■ WORK TO COMPLETE
(1) From the blog entry about a marital argument, return the passage that begins at the words "I was with my" and ends after the words "mad about it.".
(2) List every abbreviation that the blog entry about a marital argument uses.
(3) Extend the blog entry about a marital argument, beginning after its final sentence.

■ READING PASSAGE
○ ○ ○ ○

So I haven't documented anything in a long time so here goes. BM has been quiet for awhile now which is one reason why I haven't blogged anything lately. But, some stuff happened over the weekend and I just some support. I told my DH how I truly felt about OSS and he really didn't say anything at that time and this was last Friday then on Saturday I went to a concert with my friends and he decided to come along.

I was with my friends for about an hour and my DH was sitting on the curb on his phone then all of the sudden I go over to talk to him he says that I ditched him and he realizes and I really don't love him and that I treat him and his kids like crap. I am assuming that he was upset about what I said about OSS so he waited a day to tell me he was mad about it.

Then he told me we were over and that he wanted a divorce. I am crying and devastated so I take him home and then he tells me that I need to leave our house. So I packed a bag and left. I stayed with a friend and then went to my dad's house to talk to him about what happened. He advised me not the leave the house because my DH really can't kick me out or tell me to leave since we are married.

○ ○ ○ ○

■ ENTRIES PROVIDED

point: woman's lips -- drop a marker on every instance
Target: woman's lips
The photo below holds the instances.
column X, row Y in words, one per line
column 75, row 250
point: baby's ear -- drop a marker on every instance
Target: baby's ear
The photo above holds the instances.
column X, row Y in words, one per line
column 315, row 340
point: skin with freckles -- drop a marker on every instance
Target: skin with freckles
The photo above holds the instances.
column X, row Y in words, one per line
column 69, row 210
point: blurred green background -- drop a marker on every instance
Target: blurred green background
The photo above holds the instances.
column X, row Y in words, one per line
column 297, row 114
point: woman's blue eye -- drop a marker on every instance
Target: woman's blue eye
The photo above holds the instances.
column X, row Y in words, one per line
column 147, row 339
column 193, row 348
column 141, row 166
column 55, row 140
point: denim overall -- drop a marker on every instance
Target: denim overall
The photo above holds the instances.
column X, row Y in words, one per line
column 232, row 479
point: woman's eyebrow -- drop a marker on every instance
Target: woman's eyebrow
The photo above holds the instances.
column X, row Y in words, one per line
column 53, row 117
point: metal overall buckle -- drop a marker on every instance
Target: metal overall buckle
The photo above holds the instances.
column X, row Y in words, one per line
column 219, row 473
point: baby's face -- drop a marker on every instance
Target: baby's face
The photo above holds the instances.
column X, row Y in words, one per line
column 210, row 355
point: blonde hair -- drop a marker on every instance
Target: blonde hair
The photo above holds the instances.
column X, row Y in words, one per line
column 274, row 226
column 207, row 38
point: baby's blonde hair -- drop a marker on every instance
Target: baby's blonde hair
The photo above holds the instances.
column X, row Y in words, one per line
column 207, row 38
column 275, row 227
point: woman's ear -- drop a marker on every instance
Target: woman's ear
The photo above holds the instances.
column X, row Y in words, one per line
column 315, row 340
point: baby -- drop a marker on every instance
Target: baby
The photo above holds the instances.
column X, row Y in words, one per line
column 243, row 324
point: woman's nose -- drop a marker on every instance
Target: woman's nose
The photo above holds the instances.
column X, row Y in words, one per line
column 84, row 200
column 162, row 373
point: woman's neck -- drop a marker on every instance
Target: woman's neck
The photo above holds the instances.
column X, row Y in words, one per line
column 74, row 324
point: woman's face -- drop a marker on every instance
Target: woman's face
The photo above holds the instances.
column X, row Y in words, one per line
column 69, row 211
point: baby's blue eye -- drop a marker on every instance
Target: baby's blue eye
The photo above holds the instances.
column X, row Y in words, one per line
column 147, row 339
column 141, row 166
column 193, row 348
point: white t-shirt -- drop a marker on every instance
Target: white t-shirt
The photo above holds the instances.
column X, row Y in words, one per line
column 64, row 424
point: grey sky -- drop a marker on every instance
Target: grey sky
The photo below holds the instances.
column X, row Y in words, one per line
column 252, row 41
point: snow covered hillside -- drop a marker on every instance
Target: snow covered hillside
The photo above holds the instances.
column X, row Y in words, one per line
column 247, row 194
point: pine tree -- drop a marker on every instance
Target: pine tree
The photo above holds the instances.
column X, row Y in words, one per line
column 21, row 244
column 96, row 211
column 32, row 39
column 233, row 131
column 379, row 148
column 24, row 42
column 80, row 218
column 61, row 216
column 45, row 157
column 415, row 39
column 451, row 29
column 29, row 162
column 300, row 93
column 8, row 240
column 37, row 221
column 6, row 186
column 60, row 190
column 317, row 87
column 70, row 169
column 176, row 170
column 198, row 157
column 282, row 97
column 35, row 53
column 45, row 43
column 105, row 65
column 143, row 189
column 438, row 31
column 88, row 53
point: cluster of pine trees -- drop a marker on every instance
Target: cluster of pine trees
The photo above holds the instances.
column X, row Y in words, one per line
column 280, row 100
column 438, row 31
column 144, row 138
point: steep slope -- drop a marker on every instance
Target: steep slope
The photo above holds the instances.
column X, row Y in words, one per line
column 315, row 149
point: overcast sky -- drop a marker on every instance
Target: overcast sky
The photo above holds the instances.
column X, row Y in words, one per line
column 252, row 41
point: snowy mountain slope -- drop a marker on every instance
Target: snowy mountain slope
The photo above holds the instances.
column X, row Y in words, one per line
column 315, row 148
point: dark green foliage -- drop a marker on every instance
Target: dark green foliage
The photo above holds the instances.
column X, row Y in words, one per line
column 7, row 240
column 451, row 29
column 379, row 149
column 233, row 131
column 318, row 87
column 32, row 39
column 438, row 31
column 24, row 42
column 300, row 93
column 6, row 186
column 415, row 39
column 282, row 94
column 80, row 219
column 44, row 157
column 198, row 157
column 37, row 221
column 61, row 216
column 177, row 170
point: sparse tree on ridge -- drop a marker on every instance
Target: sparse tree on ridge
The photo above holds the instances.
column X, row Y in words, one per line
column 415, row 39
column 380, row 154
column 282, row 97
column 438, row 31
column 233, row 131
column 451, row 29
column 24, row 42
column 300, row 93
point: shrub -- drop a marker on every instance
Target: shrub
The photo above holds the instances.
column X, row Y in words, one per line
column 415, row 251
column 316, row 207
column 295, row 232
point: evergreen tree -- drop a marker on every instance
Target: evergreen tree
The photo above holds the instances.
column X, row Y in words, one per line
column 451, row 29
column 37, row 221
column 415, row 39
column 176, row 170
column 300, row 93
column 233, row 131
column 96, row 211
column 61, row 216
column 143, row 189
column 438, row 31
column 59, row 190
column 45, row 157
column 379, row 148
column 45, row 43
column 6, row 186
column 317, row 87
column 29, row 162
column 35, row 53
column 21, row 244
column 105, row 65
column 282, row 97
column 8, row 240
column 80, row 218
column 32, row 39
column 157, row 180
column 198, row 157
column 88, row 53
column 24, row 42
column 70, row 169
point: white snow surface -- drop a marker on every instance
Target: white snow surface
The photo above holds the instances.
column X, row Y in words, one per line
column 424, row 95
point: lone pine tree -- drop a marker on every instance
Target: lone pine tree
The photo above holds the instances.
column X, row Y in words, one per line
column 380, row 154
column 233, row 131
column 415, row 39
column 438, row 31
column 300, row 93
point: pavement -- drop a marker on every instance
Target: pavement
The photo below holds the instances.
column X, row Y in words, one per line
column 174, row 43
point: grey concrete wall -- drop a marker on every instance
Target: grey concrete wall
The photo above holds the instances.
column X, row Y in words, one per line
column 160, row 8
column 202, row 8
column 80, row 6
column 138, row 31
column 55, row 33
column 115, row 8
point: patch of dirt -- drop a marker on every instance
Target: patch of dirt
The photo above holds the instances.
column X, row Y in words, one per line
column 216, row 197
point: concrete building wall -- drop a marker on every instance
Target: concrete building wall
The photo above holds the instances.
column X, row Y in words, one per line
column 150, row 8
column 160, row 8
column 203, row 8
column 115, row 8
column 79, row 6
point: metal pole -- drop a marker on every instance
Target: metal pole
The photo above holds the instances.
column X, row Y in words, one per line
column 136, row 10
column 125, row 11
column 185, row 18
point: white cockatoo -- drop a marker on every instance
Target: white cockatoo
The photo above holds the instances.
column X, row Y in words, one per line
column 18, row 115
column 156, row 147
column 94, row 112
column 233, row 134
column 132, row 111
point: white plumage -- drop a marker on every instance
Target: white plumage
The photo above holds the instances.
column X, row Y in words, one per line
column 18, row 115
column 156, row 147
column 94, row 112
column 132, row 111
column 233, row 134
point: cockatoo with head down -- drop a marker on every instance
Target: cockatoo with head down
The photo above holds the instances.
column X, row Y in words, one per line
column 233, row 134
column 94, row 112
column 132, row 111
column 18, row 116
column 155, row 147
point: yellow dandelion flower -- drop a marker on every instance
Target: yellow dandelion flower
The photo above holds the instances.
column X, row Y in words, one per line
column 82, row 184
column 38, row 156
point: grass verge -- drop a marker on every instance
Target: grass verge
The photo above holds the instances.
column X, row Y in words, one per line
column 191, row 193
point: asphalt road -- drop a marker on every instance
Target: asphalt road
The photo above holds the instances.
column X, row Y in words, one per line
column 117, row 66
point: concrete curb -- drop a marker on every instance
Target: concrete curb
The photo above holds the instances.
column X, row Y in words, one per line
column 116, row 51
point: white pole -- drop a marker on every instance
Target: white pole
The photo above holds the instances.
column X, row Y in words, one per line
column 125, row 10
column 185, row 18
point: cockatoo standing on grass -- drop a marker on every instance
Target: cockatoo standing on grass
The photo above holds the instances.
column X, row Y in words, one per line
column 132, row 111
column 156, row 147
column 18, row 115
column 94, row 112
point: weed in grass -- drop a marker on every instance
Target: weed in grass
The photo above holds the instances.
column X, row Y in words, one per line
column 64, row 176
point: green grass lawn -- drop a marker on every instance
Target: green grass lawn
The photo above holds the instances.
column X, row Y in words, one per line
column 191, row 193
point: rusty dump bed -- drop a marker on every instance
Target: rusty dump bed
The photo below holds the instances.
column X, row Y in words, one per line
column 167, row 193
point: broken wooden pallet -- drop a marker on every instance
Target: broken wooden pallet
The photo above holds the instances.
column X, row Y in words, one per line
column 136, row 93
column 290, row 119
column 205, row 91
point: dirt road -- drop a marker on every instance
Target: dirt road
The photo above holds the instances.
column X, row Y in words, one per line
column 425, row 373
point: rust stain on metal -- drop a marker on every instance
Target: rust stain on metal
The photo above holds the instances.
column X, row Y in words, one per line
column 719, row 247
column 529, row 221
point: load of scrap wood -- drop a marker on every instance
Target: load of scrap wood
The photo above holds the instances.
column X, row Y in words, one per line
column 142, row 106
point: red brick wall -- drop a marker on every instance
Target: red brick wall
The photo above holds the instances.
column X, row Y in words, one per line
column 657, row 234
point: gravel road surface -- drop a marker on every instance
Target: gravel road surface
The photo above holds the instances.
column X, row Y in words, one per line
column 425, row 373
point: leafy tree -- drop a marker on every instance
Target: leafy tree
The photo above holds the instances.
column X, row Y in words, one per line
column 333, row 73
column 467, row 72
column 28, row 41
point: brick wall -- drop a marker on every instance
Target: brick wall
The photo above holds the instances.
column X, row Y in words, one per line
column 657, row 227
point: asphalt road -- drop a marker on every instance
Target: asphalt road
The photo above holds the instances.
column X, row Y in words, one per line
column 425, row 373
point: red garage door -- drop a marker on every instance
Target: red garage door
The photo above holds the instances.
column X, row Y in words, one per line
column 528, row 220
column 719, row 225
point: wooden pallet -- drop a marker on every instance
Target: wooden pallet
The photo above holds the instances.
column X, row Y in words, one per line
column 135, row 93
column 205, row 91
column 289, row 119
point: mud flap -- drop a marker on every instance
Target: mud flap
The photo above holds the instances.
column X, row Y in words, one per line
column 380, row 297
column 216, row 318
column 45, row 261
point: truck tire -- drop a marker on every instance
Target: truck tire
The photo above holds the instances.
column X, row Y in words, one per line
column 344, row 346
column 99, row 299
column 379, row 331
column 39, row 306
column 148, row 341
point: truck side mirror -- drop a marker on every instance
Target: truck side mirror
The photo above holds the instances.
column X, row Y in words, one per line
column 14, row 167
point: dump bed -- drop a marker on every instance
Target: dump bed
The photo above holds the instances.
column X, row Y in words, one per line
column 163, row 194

○ ○ ○ ○

■ RESPONSES TO THE TASKS
(1)
I was with my friends for about an hour and my DH was sitting on the curb on his phone then all of the sudden I go over to talk to him he says that I ditched him and he realizes and I really don't love him and that I treat him and his kids like crap. I am assuming that he was upset about what I said about OSS so he waited a day to tell me he was mad about it.

(2) BM, DH, OSS

(3)
So I went back Sunday afternoon. I asked him if we could talk and he said that I didn't want to be with him and that I was the one that wanted the divorce. I told him if that was true then I would've said something to him. He said your actions speak louder than words. How can someone assume that is how you feel or try to make a decision like that for you? I told him that it sounds like he is the one that wants out and is just trying to make me out to be the bad guy and that if he truly wants me gone then he needs to just say so.

I told him that we both need to work on our issues and that I didn't want to get a divorce. I truly love this man I just don't like his kid. I am willing to tolerate his kid to be in this marriage though. I don't know why I love this man so much or what makes me gravitate towards him but I just know that I want to work things out with him. I know that it is my decision to make about whether I want to be with my DH or not but what I want to know is if anyone else has been in the situation that I am in and if so how did you deal with it if you stayed?

Comments

nengooseus's picture

And being afraid is normal and OK, but it's not a reason to stay with someone.  Sometimes fear feels like love and sometimes fear will cause you to cling to things and people that you shouldn't.  (See trauma bonding, for example.)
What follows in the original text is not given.